[Object pointing dataset rows]
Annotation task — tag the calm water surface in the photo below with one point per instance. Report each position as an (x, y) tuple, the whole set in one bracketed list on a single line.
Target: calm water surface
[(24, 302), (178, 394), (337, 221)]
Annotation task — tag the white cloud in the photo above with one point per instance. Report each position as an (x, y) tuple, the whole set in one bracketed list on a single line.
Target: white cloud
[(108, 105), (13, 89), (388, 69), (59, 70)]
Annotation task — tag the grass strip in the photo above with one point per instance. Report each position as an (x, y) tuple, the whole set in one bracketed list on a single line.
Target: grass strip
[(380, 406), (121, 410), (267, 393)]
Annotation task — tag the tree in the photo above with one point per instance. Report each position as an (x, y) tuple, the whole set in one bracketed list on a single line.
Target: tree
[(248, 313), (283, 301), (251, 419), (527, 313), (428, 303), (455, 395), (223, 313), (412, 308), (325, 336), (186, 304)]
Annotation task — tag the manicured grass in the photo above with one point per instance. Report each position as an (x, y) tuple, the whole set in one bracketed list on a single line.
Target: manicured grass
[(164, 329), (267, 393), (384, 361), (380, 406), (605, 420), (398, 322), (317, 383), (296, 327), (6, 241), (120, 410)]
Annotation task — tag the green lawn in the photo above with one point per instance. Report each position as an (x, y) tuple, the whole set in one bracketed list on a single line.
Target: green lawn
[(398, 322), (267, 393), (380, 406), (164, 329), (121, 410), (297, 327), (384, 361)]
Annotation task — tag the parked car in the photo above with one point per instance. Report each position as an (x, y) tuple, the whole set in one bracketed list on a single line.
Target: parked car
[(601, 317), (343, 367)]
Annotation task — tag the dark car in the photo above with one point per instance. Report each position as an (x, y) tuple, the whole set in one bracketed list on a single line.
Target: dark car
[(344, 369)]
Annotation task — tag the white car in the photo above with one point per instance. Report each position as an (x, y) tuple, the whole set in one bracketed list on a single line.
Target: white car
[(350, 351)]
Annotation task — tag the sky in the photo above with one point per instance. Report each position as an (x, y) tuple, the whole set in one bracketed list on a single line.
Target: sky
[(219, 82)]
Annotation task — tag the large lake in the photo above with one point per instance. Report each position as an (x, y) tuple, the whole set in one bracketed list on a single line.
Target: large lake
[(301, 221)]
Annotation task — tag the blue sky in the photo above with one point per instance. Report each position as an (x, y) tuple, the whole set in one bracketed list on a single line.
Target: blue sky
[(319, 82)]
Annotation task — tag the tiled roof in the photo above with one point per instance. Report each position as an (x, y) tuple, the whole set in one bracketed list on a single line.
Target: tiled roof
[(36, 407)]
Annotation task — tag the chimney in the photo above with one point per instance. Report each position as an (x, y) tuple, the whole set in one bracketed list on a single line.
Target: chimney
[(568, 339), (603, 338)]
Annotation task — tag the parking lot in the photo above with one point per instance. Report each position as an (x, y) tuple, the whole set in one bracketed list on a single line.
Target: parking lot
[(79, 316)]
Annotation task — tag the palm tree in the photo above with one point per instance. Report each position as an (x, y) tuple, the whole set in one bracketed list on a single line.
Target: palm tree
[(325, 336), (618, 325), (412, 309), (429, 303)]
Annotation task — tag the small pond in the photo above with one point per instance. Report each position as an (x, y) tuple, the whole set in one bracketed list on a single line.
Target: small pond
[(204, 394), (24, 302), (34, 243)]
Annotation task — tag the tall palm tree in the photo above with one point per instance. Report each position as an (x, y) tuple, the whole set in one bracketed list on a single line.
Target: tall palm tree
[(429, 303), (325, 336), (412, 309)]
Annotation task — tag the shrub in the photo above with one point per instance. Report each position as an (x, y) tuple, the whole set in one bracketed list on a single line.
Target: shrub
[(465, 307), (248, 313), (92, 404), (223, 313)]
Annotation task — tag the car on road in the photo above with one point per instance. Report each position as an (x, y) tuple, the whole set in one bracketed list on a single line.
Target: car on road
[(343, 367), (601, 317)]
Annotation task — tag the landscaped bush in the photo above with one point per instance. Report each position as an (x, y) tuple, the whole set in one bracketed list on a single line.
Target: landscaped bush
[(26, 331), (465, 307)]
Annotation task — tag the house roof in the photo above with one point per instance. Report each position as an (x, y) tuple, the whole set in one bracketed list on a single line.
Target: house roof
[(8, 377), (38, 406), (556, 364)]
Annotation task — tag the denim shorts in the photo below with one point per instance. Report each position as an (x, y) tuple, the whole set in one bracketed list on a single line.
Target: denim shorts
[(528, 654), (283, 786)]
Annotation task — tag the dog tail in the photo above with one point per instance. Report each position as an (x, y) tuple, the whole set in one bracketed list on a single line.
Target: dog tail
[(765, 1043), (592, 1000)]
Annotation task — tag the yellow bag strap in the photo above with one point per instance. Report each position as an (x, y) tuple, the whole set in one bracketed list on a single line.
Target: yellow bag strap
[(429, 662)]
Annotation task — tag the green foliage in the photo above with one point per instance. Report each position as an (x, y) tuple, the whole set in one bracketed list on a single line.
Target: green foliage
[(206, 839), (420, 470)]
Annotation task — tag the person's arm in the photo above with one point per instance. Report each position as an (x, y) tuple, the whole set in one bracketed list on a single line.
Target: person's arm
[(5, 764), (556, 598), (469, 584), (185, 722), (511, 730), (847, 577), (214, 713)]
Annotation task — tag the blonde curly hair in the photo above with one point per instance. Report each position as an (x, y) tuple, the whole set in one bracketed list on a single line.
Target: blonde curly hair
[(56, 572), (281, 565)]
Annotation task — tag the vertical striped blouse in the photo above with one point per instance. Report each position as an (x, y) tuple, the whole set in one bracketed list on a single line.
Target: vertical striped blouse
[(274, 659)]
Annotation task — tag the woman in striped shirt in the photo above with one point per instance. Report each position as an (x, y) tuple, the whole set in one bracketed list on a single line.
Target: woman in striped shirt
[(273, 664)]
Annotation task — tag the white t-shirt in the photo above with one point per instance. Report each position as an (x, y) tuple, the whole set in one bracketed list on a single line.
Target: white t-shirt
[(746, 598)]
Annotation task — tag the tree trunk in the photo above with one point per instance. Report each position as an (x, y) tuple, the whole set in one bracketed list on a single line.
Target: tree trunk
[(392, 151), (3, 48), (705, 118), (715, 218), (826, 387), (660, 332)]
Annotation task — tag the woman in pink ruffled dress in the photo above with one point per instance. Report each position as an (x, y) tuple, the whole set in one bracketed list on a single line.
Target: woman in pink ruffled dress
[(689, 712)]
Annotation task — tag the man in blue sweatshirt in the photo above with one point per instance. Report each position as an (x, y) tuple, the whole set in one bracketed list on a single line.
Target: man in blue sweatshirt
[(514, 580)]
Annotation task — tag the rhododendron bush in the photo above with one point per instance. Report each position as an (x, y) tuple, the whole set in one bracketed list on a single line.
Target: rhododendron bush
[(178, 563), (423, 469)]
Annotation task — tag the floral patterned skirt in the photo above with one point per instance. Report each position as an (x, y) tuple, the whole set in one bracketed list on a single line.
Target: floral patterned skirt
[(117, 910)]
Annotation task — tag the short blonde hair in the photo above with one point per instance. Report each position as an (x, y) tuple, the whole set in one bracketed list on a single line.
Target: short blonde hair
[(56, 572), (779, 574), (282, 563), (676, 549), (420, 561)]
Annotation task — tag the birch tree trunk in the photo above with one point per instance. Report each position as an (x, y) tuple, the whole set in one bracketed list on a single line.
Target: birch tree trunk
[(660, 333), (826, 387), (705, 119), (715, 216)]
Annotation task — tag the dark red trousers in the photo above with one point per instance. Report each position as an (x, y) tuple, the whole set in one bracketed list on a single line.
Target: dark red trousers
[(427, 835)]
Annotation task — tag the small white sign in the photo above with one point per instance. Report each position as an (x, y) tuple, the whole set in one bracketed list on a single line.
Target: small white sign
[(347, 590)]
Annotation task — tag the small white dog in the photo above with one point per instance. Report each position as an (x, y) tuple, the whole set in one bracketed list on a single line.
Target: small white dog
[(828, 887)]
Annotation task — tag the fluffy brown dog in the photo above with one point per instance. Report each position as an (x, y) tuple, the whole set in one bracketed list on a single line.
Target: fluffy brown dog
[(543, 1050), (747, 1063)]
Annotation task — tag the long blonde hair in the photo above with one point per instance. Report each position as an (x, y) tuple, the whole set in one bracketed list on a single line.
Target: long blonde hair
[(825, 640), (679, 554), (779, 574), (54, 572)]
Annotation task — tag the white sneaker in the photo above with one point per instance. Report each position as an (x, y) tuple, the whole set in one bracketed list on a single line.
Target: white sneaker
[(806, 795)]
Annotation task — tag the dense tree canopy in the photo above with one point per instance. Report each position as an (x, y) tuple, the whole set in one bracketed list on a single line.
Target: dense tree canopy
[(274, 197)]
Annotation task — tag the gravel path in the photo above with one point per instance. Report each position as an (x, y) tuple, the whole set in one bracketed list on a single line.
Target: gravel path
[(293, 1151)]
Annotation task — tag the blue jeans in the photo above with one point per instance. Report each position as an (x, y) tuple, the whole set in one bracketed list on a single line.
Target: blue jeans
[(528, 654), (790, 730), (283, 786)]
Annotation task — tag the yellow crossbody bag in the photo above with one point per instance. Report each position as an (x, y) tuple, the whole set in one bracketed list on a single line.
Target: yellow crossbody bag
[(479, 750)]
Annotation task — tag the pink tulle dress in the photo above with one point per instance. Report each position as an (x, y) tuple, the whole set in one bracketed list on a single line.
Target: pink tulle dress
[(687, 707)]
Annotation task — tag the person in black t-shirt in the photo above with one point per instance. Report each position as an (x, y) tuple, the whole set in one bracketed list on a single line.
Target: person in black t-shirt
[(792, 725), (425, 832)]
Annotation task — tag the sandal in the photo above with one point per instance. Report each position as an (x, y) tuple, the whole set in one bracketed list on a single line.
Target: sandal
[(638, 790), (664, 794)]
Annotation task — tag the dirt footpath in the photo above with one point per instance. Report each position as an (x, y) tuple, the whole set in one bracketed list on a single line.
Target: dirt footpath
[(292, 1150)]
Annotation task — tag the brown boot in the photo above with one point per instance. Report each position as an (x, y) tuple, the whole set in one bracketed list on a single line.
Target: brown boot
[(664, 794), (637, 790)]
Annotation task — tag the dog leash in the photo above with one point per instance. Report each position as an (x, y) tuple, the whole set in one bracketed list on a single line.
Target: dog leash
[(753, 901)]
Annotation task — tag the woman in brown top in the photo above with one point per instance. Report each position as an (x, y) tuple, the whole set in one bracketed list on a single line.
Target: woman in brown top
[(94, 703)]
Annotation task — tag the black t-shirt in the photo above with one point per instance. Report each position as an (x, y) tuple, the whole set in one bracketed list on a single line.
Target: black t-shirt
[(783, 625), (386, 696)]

• [GIVEN EXERCISE] Starting at the line containing "Annotation task — tag the black" and continuing to the end of the entries, give each line as one string in a JSON list, leaving out any blank lines.

• [SOLUTION]
[
  "Annotation task — tag the black t-shirt in the photo above with one point per instance. Report each position as an (x, y) tuple, the whole set in one bracketed list on a single line.",
  "Target: black t-shirt",
  "[(783, 625), (386, 696)]"
]